▶ Available records
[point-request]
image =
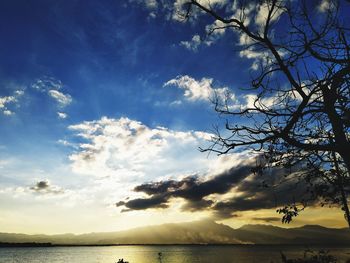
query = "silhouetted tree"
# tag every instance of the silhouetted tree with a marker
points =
(301, 113)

▶ Stated problem
Please pull out each line above that contains the string "silhouetted", matching case exactly.

▶ Result for this task
query = "silhouetted tree"
# tag every instance of the silhouetted tree with a marker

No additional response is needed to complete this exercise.